■ STATED PROBLEM ■
Count the lines in the entries below that contain the string "tree". Reply with the number alone.

— START MATERIAL PROVIDED —

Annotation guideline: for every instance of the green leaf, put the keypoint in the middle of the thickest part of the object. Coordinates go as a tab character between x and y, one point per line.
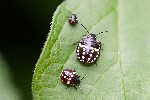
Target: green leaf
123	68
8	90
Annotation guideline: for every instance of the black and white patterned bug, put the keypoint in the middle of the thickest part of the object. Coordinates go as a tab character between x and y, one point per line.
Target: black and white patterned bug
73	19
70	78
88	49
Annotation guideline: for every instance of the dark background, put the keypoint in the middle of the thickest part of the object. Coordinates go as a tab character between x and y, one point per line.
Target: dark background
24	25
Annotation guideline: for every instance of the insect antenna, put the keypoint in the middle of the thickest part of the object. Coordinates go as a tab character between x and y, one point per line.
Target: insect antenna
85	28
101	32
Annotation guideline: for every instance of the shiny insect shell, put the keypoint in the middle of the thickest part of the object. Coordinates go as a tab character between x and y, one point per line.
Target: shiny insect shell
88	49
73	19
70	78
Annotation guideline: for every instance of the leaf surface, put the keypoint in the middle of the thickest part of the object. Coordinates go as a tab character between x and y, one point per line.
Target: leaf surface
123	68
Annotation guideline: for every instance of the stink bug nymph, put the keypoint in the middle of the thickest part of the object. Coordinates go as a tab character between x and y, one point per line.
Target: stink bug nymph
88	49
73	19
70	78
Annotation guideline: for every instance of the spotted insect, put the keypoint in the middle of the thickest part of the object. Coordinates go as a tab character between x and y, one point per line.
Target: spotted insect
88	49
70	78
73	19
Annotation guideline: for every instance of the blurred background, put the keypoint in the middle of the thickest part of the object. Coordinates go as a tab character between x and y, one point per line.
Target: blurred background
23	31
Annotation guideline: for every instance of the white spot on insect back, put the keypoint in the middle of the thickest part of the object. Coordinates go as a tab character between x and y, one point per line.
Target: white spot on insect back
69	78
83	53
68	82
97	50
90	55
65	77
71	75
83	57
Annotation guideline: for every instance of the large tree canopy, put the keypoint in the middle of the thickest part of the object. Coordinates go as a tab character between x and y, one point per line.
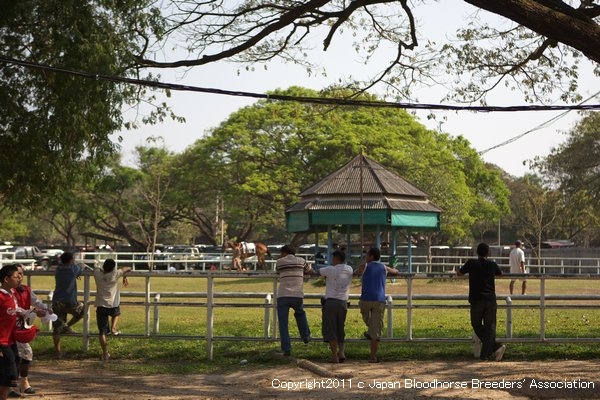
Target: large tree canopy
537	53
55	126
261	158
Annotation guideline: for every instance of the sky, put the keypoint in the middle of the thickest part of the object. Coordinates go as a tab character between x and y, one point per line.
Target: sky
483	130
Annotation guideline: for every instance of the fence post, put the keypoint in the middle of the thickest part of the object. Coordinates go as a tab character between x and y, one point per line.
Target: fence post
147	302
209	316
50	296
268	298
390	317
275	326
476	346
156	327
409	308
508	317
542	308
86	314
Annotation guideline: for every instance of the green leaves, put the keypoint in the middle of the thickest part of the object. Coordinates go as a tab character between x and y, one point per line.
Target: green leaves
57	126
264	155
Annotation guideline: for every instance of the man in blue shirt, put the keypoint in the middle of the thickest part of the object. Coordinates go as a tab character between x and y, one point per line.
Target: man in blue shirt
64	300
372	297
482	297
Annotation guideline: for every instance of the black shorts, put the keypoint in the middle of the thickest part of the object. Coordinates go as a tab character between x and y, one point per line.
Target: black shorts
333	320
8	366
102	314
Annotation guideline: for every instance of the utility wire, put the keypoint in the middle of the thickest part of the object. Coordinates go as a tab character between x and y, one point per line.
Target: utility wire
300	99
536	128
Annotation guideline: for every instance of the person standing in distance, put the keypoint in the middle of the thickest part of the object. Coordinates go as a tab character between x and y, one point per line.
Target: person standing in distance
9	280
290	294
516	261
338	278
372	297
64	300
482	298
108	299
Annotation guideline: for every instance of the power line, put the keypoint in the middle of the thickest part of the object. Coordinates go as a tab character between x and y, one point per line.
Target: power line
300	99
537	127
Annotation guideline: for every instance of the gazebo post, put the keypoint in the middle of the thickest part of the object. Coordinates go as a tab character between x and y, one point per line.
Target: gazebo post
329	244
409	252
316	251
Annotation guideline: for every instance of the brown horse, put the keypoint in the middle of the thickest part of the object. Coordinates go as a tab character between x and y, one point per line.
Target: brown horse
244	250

— END MATERIAL PROVIDED —
— START MATERIAL PROVIDED —

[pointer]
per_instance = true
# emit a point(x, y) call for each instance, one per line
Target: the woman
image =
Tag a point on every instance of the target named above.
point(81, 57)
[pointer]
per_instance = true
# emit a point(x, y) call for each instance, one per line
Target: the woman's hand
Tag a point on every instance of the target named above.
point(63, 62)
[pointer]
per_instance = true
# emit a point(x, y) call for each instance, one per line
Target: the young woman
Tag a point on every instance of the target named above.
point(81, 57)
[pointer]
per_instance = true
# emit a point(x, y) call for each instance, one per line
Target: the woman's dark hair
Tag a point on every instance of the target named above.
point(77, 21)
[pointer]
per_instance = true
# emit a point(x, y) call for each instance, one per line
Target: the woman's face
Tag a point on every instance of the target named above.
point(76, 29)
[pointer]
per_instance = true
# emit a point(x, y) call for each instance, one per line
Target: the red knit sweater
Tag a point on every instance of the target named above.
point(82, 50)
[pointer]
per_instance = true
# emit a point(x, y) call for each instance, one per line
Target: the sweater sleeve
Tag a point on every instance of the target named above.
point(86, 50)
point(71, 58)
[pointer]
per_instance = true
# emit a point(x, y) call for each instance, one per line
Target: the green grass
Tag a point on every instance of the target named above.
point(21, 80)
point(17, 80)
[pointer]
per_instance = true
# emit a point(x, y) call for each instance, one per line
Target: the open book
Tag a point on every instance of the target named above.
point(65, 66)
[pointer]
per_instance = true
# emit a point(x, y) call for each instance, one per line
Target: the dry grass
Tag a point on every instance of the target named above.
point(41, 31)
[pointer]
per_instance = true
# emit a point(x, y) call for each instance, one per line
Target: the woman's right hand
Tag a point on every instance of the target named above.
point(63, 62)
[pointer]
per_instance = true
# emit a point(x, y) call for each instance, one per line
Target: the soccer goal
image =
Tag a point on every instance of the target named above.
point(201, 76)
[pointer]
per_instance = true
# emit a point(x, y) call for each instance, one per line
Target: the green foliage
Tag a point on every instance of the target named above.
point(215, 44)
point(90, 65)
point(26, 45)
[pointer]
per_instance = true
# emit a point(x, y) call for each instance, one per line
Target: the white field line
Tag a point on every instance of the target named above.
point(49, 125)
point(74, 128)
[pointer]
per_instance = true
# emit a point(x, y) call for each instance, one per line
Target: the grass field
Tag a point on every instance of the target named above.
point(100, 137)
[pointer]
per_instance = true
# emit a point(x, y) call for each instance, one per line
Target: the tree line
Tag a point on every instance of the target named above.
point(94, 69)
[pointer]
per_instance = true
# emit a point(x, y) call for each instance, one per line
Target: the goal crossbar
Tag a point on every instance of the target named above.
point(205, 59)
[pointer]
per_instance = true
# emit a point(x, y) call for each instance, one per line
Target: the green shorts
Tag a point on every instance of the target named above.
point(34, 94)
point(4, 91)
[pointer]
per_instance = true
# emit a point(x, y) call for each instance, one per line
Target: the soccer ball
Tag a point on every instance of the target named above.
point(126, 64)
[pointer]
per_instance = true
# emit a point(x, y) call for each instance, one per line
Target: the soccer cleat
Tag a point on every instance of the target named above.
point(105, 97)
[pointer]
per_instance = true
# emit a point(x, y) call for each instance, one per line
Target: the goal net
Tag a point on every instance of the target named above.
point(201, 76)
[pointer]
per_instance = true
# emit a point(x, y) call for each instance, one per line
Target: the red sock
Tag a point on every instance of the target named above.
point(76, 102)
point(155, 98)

— END MATERIAL PROVIDED —

■ EXERCISE SOLUTION ■
3